**Document segment:**
The present work, a splendid, rare example of Warhol’s most famed imagery from the 1960s, claims exceptional provenance as it belonged to the prolific Pop art collector Leon Kraushar. Along with top tier collectors of the 1960s such as Robert and Ethel Scull, Kraushar possessed one of the best Pop art collections of his time. He purchased Campbell’s Soup Can directly from Leo Castelli Gallery and one can imagine it hung in Kraushar's home proximate to other Warhol masterworks such as Orange Marilyn, Red Jackie, and Green Liz also purchased directly from Castelli. Kraushar's ownership of these three silkscreens was famously publicized in a July 1965 Life magazine photo-spread entitled "You Bought It, Now Live with It" with the works hanging above his bed. The present work, along with much of Kraushar’s collection, was purchased by the well-known German collector Karl Ströher in the late 1960s following Kraushar's death. Ströher possessed an impressive collection of modern and contemporary works and was one of the first European connoisseurs to include American Pop art in his collection. The current sale presents the unique occasion to acquire an artwork that graced the collections of two of the most prominent patrons of Pop art in the 20th Century.

Warhol’s famed Campbell’s Soup series was first displayed at Walter Hopps and Irving Blum’s Ferus Gallery in Los Angeles in July 1962. Not only was the show Warhol's first solo gallery exhibit, but it was also considered to be the West Coast premiere of Pop art. He exhibited 32 canvases, each measuring 20 by 16 inches; one for each flavor of soup manufactured by the food conglomerate at that time. The revolutionary paintings were displayed on small white shelves that ran along the perimeter of the gallery in a manner that intimated the shelves of a grocery store. Warhol was already experienced with the art of commercial display through his work on the Bonwitt Teller shop windows and this experience had a significant impact on Warhol’s thinking behind the radical installation at Ferus. So impressed with the Campbell's Soup series and the exhibition, Blum decided to keep the 32 canvases as an intact set and bought back the few sales. This pleased Warhol who had conceived of them as a set, and he agreed to sell the group for ten monthly $100 installments to Blum. The entire show is now housed as a collective in the Museum of Modern Art, New York. Through this exhibition, and its unabashed idolatry of the everyday object, Warhol established his own artistic language, and positioned himself alongside Roy Lichtenstein, Claes Oldenburg, and Tom Wesselmann at the very forefront of the Pop movement.

**Problems to work on:**
a) Decide whether each statement agrees with the text on Warhol's Campbell's Soup Can, answering yes or no and quoting the words of the text that settle it: (i) Kraushar bought Campbell's Soup Can directly from Leo Castelli Gallery; (ii) Warhol was displeased when Blum kept the 32 canvases together as one set; (iii) Ströher acquired the work in the late 1960s, after Kraushar died.
b) Write the next part of the text on Warhol's Campbell's Soup Can, picking up after its final sentence.

**Source data:**
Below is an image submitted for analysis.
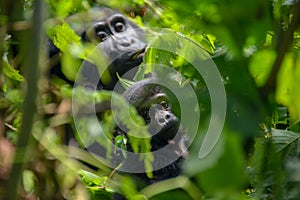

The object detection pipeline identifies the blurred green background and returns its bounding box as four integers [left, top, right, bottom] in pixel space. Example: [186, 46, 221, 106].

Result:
[0, 0, 300, 200]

**The replies:**
a)
(i) Yes: "He purchased Campbell’s Soup Can directly from Leo Castelli Gallery"
(ii) No: "This pleased Warhol who had conceived of them as a set"
(iii) Yes: "purchased by the well-known German collector Karl Ströher in the late 1960s following Kraushar's death"

b)
The soup can was the motif that catapulted Warhol to celebrity and for which he is still most readily associated. It perfectly distills those central tenets of his oeuvre—commercialism, ubiquity, beauty—and its display shifted the course of American art irrevocably. As subject matter, Campbell’s Soup Cans were perfectly suited to Warhol’s oeuvre. His artistry was built on an innate understanding of American post-war consumerism and he craved subjects that would be instantly recognizable to any observer of the work. In Warhol’s America, these soup cans were so ubiquitous as to be entirely unremarkable, displayed on shelves in every grocery store and supermarket in the country. To then paint and exhibit them was to elevate them into a new context, to ennoble them, and to demand that they experience renewed aesthetic consideration. Warhol loved them most for their universal appeal. As the years passed and his images became more widely lauded, they gained a quasi-religious status. They were the everyday icons of his overtly consumerist worldview and have since become that motif synonymous with his oeuvre.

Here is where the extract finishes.